- PASSAGE TO READ:

---------------

Thursday, May 1, 2008

Clock Gating

The distribution network of clock forms a significant contributor for the power of a chip. Reduction in the switching capacitance of the clock infers a great impact on the total power. Clock gating is one such an approach that partitions the clock network in the design and allows only those partitions of the design to toggle that are needed on each clock cycle. It is implemented by turning off the clock for those blocks which are not required.

This approach can often save significant amount of total clock power but it requires trade-offs between timing and leakage power during the implementation.Moreover based on the granularity level at which the clock gating is applied the power savings tend to differ.There are three levels of granularity

Module level Clock gating or Global Clock gating: In this approach for an entire block or module in the design the clock is shut off,typically from a central clock-generator module.This method unctionally shuts down the block and reduces a significant amount of dynamic power as it shuts down the entier clock tree.

---------------

- Dataset excerpts:
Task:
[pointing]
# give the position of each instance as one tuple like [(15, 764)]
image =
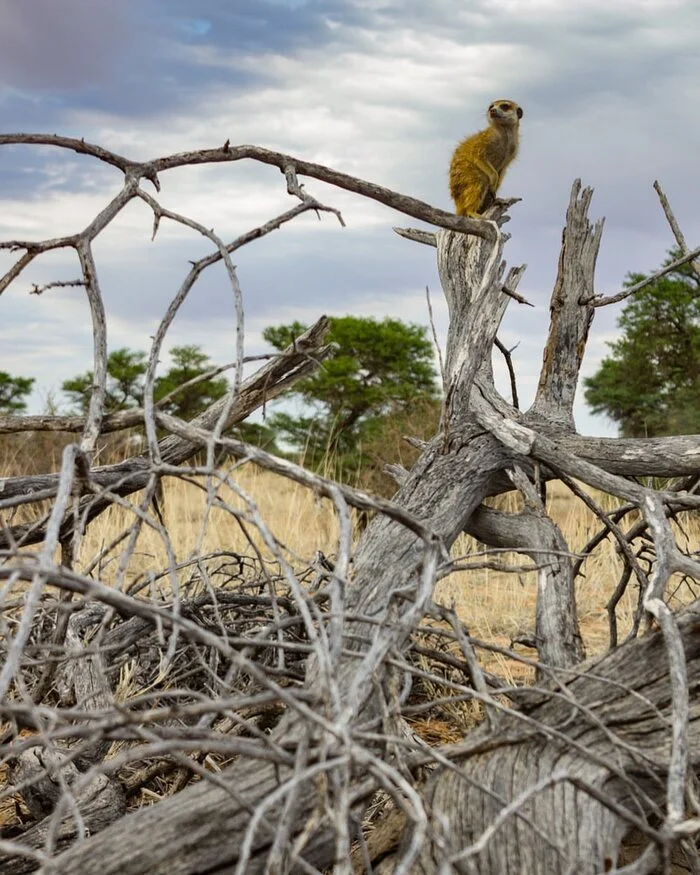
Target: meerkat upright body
[(480, 162)]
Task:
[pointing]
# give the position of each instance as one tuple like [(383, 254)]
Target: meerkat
[(479, 163)]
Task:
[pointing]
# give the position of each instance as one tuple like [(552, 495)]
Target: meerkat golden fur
[(479, 163)]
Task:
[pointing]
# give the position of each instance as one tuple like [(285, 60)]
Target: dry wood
[(285, 691)]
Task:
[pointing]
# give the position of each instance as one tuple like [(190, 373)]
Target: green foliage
[(378, 370), (13, 392), (188, 362), (650, 384), (126, 370)]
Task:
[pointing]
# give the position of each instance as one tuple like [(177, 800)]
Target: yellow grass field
[(494, 605)]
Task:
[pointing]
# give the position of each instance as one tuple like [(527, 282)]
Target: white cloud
[(608, 91)]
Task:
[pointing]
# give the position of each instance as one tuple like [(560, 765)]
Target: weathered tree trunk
[(550, 784)]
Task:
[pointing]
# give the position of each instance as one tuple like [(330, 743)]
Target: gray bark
[(550, 785)]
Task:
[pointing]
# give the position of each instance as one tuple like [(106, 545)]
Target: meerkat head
[(504, 112)]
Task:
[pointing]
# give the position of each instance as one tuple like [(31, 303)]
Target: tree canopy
[(13, 392), (126, 370), (379, 369), (650, 383)]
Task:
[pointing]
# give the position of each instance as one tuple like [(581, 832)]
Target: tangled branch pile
[(280, 711)]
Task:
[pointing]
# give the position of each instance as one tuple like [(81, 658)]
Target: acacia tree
[(13, 392), (179, 390), (650, 383), (288, 690), (378, 368)]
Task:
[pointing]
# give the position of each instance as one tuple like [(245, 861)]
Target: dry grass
[(495, 606)]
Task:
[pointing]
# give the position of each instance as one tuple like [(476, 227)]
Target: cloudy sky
[(382, 89)]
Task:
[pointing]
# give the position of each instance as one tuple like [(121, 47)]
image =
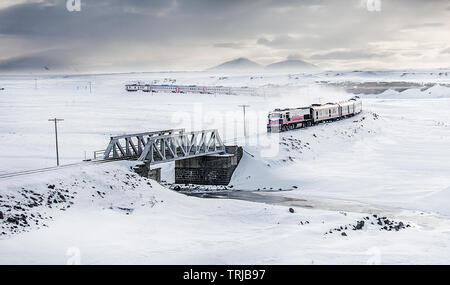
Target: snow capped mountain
[(244, 64), (238, 64)]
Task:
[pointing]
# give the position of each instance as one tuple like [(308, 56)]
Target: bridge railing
[(182, 145), (132, 145)]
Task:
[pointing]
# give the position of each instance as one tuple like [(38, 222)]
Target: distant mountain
[(238, 64), (293, 65)]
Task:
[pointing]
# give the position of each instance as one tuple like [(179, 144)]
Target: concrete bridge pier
[(144, 170), (214, 169)]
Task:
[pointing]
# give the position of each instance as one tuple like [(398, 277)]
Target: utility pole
[(245, 127), (56, 137)]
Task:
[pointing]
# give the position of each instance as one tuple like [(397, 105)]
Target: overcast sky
[(135, 35)]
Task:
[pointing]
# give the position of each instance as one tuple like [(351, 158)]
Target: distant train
[(288, 119), (190, 89)]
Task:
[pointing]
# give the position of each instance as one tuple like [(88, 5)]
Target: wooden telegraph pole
[(56, 137)]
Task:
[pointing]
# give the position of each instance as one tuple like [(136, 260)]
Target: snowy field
[(387, 167)]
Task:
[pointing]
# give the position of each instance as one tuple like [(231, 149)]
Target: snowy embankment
[(380, 177), (118, 217)]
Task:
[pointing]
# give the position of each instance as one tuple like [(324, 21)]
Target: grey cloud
[(350, 54), (229, 45), (49, 60), (162, 30)]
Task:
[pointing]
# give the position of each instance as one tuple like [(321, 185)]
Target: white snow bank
[(436, 91)]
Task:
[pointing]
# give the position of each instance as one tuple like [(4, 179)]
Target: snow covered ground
[(386, 166)]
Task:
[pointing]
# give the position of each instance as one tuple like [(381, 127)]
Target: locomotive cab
[(275, 122)]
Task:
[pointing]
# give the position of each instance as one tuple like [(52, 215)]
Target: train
[(190, 89), (281, 120)]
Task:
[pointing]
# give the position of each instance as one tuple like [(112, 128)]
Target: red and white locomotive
[(288, 119)]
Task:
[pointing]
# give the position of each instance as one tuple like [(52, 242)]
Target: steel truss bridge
[(164, 146)]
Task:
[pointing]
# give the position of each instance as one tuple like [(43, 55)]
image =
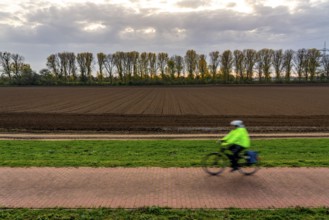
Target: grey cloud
[(204, 31), (191, 3)]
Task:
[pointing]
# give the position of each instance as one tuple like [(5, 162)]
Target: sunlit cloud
[(157, 25)]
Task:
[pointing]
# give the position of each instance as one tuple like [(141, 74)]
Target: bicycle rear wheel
[(214, 163), (247, 168)]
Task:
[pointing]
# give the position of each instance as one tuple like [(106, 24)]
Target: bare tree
[(214, 63), (265, 55), (71, 68), (287, 63), (53, 64), (277, 60), (162, 63), (152, 58), (300, 62), (17, 64), (239, 64), (179, 64), (226, 64), (171, 67), (250, 56), (101, 59), (314, 58), (5, 59), (325, 63), (203, 66), (119, 64), (259, 65), (191, 61), (109, 64), (64, 64), (143, 64)]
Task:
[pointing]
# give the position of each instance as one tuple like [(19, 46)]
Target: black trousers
[(236, 149)]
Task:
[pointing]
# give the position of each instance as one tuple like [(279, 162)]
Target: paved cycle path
[(165, 187)]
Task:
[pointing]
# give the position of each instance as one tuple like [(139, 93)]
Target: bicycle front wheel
[(214, 163), (247, 168)]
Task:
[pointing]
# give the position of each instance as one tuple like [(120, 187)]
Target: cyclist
[(237, 140)]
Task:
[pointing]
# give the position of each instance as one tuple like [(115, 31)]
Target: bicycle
[(216, 162)]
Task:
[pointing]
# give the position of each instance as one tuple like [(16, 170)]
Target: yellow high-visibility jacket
[(238, 136)]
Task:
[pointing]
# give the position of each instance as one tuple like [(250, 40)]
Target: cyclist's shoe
[(234, 169)]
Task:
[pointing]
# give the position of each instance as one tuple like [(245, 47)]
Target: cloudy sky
[(38, 28)]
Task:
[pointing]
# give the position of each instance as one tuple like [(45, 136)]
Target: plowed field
[(171, 109)]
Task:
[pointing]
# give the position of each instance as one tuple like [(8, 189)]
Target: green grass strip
[(155, 153), (166, 213)]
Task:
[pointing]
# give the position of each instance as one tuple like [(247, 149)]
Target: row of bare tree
[(124, 67), (249, 64), (13, 65)]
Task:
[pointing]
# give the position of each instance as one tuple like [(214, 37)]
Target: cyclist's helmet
[(237, 123)]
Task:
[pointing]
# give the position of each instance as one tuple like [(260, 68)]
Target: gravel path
[(165, 187)]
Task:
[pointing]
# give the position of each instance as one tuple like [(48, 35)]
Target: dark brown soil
[(164, 109)]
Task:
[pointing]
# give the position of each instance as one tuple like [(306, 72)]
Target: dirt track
[(171, 187), (164, 109), (80, 136), (158, 124)]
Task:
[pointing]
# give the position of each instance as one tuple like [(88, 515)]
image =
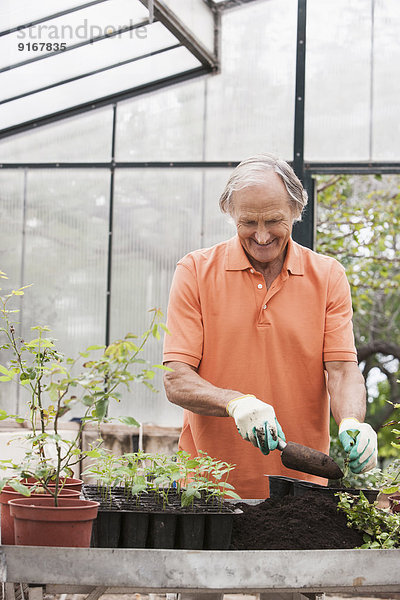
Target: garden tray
[(125, 523)]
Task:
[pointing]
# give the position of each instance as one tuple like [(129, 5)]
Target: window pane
[(66, 255), (18, 12), (85, 138), (85, 60), (164, 125), (217, 226), (337, 98), (250, 105), (386, 105), (157, 220), (71, 29), (97, 86)]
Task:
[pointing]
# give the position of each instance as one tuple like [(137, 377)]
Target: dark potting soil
[(308, 522)]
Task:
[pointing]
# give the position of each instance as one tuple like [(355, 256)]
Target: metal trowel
[(302, 458)]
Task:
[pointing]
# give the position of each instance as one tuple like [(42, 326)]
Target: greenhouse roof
[(57, 62)]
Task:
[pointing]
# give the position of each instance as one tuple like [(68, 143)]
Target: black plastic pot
[(162, 529), (303, 487), (106, 530), (127, 522), (134, 529), (218, 531), (280, 486), (190, 531)]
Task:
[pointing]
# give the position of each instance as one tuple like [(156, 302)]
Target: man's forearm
[(346, 388), (187, 389)]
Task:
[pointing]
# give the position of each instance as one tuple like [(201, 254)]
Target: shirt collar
[(236, 258)]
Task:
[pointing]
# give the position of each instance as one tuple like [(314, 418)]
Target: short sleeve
[(338, 336), (184, 343)]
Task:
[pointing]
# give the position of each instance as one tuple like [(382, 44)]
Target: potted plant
[(54, 385)]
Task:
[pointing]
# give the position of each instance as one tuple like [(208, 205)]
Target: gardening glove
[(256, 422), (363, 450)]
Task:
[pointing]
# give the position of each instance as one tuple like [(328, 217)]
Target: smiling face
[(264, 220)]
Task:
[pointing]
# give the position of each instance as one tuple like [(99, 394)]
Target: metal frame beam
[(167, 17), (356, 168), (227, 4), (298, 141), (353, 168)]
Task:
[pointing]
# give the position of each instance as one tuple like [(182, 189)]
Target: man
[(261, 342)]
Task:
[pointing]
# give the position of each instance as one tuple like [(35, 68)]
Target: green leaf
[(101, 408), (20, 488), (129, 421), (95, 347)]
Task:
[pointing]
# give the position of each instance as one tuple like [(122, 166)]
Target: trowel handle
[(281, 444)]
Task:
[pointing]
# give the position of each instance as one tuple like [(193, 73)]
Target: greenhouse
[(121, 122)]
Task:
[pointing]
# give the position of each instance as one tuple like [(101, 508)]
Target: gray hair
[(253, 170)]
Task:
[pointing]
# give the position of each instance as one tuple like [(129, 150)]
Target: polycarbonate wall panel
[(217, 226), (250, 104), (386, 82), (157, 220), (71, 29), (165, 125), (66, 255), (159, 216), (99, 85), (197, 17), (103, 54), (338, 80), (17, 12), (84, 138), (12, 242)]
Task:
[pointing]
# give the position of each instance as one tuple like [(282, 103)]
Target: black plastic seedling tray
[(125, 522)]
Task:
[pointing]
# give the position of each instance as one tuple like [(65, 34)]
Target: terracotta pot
[(7, 521), (70, 483), (37, 522), (394, 502)]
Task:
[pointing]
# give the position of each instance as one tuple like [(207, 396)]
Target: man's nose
[(262, 235)]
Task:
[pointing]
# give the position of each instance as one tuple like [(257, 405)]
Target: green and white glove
[(256, 422), (363, 450)]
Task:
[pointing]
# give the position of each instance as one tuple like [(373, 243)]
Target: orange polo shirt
[(270, 343)]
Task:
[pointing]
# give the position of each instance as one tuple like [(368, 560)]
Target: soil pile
[(309, 522)]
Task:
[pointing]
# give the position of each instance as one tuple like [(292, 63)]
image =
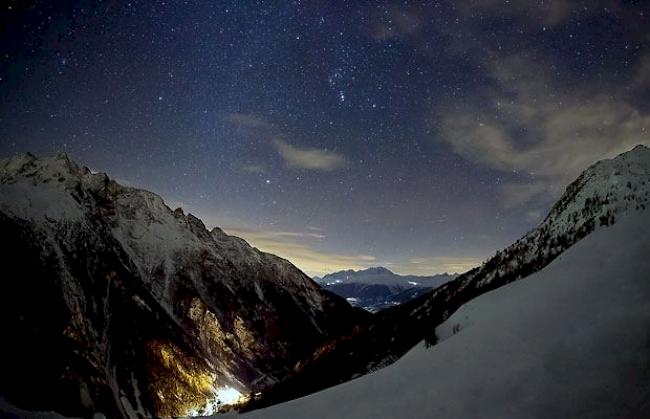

---------------

- ABOUT THIS TASK: Decide whether each statement agrees with the clock gating text: (a) clock gating works by turning off the clock for blocks that are not required; (b) the power savings from clock gating are the same at every level of granularity; (c) in module level clock gating, the clock is typically shut off from a central clock-generator module. Answer yes or no for each, quoting the deciding words of the text.

- EXPECTED OUTPUT:
(a) Yes: "It is implemented by turning off the clock for those blocks which are not required."
(b) No: "based on the granularity level at which the clock gating is applied the power savings tend to differ"
(c) Yes: "typically from a central clock-generator module"